TASK REQUIREMENTS ▸ Please reproduce word for word the portion of the client/server circuitry passage that begins with the words containing "Server 202 and" and ends with "communication network 214.".

GIVEN TEXT ▸
•••

In client/server-based embodiments, control circuitry 228 may include communication circuitry suitable for communicating with an application server (e.g., server 202) or other networks or servers. The instructions for carrying out the functionality described herein may be stored on the application server. Communication circuitry may include a cable modem, an Ethernet card, or a wireless modem for communication with other equipment, or any other suitable communication circuitry. Such communication may involve the internet or any other suitable communication networks or paths (e.g., communication network 214). In another example of a client/server-based application, control circuitry 228 runs a web browser that interprets web pages provided by a remote server (e.g., server 202). For example, the remote server may store the instructions for the application in a storage device. The remote server may process the stored instructions using circuitry (e.g., control circuitry 228) and/or generate displays. Computing device 218 may receive the displays generated by the remote server and may display the content of the displays locally via display 234. This way, the processing of the instructions is performed remotely (e.g., by server 202) while the resulting displays, such as the display windows described elsewhere herein, are provided locally on computing device 218. Computing device 218 may receive inputs from the user via input circuitry 216 and transmit those inputs to the remote server for processing and generating the corresponding displays. Alternatively, computing device 218 may receive inputs from the user via input circuitry 216 and process and display the received inputs locally, by control circuitry 228 and display 234, respectively.
Server 202 and computing device 218 may transmit and receive content and data such as physiological data and cybersickness scores and input from primary devices and secondary devices, such as XR devices. Control circuitry 220, 228 may send and receive commands, requests, and other suitable data through communication network 214 using transceiver circuitry 260, 262, respectively. Control circuitry 220, 228 may communicate directly with each other using transceiver circuits 260, 262, respectively, avoiding communication network 214.
It is understood that computing device 218 is not limited to the embodiments and methods shown and described herein. In nonlimiting examples, computing device 218 may be an electronic device, a personal computer (PC), a laptop computer, a tablet computer, a WebTV box, a personal computer television (PC/TV), a PC media server, a PC media center, a handheld computer, a mobile telephone, a smartphone, a virtual, augmented, or mixed reality device, or a device that can perform function in the metaverse, or any other device, computing equipment, or wireless device, and/or combination of the same capable of suitably for improving gesture based-typing, including generating HPL, ranking words in the HPL based on their probability of match to the gesture, and displaying a highest ranked were from the HPL to the user or automatically inputting the word into a composing box of a messaging application.

•••

DATA SECTION ▸
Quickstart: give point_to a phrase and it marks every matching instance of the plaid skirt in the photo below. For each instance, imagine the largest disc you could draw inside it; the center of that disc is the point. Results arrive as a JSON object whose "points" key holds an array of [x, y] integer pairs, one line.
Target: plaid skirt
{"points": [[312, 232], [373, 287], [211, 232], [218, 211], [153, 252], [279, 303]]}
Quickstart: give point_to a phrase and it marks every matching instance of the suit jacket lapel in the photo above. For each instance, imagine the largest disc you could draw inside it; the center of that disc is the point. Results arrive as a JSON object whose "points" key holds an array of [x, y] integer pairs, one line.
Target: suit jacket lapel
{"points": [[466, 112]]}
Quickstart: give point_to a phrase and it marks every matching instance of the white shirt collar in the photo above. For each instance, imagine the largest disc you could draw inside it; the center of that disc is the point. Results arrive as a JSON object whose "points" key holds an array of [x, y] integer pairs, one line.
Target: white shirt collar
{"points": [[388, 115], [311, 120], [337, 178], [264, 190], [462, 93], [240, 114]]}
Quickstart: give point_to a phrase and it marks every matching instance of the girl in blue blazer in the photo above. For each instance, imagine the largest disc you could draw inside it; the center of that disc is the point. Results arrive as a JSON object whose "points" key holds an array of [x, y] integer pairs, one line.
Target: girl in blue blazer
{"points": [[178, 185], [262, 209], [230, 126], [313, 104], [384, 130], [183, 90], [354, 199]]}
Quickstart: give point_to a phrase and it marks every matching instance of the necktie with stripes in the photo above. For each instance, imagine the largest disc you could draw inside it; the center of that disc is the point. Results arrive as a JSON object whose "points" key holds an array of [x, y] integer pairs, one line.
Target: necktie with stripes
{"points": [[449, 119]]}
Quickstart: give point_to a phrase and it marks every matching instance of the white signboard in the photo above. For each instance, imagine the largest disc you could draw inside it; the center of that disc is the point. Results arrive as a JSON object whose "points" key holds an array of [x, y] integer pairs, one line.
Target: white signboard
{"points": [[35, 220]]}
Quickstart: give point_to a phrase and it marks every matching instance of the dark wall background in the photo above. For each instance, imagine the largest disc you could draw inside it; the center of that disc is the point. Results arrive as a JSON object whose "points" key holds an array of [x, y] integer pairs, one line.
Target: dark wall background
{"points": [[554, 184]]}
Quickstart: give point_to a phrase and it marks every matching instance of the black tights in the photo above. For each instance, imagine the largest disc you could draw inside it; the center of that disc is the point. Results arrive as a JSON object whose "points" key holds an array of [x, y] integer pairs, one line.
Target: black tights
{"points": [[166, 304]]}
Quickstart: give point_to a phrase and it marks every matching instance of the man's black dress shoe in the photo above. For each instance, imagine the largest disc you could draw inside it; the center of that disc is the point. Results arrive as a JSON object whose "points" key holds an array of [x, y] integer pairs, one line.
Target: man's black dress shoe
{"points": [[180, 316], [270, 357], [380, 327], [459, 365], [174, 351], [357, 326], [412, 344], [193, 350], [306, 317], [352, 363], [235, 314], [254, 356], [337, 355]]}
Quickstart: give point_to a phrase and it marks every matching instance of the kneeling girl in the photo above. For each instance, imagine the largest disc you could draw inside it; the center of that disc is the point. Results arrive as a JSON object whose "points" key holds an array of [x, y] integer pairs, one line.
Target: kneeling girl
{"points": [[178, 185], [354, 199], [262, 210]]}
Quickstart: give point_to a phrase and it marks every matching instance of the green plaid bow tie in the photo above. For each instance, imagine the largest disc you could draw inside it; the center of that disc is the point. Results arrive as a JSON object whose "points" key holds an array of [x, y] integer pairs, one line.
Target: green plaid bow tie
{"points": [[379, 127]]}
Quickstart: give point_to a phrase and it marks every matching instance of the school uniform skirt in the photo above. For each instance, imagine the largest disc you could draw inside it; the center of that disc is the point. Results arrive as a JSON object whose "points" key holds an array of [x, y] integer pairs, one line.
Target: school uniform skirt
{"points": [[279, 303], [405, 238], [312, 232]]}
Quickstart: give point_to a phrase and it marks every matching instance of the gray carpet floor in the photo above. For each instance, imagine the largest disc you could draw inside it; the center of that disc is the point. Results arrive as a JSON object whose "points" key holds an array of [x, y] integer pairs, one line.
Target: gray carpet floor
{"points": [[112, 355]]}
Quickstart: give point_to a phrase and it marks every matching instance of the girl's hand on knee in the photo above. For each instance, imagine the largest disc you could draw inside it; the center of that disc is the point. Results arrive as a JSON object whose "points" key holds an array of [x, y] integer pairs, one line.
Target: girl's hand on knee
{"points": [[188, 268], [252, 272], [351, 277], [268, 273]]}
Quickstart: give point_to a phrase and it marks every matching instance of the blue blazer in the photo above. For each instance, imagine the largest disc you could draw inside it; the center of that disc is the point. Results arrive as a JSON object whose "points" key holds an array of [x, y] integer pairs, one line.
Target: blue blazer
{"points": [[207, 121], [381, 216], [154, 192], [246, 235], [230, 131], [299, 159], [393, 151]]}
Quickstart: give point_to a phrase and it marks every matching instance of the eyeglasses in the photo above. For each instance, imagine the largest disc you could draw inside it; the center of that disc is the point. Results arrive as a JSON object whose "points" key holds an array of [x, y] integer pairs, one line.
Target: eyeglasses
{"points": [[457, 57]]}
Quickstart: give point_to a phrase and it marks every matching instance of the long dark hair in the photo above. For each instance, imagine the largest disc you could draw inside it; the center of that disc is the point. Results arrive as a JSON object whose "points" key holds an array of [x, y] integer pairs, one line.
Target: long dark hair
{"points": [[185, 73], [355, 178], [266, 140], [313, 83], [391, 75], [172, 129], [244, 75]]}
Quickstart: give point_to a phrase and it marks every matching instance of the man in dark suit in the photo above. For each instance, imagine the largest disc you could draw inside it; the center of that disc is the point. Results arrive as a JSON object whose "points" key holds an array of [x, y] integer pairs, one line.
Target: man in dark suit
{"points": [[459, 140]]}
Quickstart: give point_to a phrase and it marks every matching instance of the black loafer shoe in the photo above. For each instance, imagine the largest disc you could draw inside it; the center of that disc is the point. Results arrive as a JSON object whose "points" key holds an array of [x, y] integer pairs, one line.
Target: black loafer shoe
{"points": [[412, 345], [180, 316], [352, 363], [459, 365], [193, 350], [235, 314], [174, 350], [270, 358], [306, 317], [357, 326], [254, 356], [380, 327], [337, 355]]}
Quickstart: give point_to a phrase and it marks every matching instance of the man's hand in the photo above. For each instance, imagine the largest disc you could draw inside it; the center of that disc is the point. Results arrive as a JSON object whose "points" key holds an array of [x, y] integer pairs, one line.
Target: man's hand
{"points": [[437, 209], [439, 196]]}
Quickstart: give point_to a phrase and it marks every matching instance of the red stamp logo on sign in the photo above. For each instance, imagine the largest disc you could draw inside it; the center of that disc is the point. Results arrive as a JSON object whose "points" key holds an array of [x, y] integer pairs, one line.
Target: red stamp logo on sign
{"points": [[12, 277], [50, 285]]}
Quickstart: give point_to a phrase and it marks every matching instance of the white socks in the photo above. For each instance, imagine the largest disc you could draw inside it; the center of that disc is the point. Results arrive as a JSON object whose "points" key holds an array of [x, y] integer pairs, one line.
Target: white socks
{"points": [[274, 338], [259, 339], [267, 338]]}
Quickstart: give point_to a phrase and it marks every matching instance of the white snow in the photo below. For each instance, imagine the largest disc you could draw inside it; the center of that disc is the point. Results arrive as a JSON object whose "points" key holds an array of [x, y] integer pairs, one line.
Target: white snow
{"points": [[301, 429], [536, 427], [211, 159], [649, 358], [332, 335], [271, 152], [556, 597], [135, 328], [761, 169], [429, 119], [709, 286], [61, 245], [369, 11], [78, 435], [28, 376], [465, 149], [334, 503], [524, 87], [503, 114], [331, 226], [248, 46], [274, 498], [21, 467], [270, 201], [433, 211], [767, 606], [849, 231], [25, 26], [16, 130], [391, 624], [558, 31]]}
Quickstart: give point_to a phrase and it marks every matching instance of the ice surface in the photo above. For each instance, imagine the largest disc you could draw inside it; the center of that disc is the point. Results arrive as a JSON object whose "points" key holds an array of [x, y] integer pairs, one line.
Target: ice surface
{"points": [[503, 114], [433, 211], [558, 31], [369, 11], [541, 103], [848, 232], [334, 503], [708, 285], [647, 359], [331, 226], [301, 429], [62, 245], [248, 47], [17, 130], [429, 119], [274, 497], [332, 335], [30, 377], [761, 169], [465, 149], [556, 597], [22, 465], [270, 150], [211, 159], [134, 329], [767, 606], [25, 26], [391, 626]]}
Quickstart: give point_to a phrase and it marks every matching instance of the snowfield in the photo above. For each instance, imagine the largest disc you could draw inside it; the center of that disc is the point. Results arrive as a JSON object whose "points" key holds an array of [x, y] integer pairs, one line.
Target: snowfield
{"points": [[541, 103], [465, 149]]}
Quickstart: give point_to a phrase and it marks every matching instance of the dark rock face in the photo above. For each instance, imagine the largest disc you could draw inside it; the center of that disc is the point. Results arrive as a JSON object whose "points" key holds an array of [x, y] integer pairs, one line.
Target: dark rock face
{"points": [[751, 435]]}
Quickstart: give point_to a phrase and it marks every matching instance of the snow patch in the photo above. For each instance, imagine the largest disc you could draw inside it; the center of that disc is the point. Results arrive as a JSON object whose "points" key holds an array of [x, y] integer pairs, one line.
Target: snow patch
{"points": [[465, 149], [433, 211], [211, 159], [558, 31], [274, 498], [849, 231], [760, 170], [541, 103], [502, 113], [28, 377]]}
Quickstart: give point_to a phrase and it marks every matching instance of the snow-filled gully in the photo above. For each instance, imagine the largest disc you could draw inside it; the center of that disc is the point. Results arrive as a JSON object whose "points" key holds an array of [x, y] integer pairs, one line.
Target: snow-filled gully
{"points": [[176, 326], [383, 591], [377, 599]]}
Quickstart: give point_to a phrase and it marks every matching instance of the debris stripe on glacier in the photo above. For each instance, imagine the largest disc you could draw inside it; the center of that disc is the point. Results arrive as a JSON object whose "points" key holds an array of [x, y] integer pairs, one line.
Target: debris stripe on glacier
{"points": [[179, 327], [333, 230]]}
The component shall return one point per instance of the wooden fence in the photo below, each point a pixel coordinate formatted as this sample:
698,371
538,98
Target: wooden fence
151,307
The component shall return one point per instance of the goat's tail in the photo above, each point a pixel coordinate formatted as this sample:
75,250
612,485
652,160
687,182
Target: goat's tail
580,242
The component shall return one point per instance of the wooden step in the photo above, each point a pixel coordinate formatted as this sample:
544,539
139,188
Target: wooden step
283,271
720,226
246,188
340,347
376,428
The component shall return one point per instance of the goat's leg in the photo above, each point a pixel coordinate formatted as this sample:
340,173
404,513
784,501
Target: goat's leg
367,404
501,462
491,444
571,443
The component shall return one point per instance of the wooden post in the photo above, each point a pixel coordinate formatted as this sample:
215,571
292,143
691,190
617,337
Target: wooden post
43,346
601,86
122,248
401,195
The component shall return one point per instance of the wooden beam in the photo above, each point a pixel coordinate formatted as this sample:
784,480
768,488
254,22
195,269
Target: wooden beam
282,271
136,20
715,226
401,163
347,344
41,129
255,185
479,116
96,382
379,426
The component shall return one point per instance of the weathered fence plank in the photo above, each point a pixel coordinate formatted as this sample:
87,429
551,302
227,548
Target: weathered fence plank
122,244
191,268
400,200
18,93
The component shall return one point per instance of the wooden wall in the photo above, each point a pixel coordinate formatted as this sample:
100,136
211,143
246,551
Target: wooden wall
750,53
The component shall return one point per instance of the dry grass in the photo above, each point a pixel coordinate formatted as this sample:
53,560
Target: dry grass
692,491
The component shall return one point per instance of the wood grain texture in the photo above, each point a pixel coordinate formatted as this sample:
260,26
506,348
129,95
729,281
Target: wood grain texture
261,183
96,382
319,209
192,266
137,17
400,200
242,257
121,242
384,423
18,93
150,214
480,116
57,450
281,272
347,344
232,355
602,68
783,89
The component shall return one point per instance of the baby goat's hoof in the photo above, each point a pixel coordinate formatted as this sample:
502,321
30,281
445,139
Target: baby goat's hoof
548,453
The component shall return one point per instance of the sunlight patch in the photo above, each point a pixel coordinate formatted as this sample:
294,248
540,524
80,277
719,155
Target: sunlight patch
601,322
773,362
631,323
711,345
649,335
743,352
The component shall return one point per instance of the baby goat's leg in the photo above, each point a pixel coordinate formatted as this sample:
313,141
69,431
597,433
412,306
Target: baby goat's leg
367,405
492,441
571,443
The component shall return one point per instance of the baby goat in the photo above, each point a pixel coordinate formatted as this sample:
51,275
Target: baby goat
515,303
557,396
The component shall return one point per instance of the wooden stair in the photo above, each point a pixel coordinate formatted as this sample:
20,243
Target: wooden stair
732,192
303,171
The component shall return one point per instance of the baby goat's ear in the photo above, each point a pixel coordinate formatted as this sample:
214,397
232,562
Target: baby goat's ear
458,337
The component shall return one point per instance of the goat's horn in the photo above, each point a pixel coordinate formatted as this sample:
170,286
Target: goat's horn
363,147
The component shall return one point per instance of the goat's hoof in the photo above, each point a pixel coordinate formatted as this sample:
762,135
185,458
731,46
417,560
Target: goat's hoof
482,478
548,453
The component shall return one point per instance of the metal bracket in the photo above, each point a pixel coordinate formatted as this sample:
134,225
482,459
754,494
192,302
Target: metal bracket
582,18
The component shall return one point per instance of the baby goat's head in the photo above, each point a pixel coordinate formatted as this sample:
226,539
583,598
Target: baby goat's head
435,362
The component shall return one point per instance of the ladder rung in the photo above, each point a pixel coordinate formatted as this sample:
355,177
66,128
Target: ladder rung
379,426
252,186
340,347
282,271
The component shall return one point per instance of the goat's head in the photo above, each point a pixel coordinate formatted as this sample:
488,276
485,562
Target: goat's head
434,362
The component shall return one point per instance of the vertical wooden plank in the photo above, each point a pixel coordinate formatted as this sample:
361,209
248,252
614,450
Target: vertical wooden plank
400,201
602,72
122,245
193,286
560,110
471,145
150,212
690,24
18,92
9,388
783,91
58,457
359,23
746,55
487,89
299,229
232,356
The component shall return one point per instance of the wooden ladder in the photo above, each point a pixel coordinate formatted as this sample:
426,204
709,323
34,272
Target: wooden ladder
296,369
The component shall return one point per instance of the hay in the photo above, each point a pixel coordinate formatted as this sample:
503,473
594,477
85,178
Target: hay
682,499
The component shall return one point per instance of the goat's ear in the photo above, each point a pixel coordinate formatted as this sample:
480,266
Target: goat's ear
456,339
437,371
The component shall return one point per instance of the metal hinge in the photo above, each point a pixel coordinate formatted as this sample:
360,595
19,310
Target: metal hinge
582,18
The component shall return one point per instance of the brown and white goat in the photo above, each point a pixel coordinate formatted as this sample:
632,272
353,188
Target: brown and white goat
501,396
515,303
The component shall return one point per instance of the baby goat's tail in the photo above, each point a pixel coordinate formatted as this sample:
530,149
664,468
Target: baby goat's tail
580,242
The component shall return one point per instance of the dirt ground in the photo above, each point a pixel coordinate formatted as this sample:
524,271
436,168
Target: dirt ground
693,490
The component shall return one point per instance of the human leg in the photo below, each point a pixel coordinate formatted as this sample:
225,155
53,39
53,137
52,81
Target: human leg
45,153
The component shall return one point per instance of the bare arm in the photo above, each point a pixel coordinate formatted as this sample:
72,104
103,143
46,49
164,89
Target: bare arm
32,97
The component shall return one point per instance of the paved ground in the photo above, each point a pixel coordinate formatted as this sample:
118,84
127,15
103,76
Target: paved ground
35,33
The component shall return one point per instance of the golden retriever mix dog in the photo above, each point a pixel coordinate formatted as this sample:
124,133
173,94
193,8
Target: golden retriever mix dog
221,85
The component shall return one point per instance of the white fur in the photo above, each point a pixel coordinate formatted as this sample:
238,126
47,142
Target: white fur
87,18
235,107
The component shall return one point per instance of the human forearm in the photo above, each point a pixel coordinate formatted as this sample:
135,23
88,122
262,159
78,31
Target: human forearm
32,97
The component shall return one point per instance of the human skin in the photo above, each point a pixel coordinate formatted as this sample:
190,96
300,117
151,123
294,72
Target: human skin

•••

EXPECTED OUTPUT ▸
Server 202 and computing device 218 may transmit and receive content and data such as physiological data and cybersickness scores and input from primary devices and secondary devices, such as XR devices. Control circuitry 220, 228 may send and receive commands, requests, and other suitable data through communication network 214 using transceiver circuitry 260, 262, respectively. Control circuitry 220, 228 may communicate directly with each other using transceiver circuits 260, 262, respectively, avoiding communication network 214.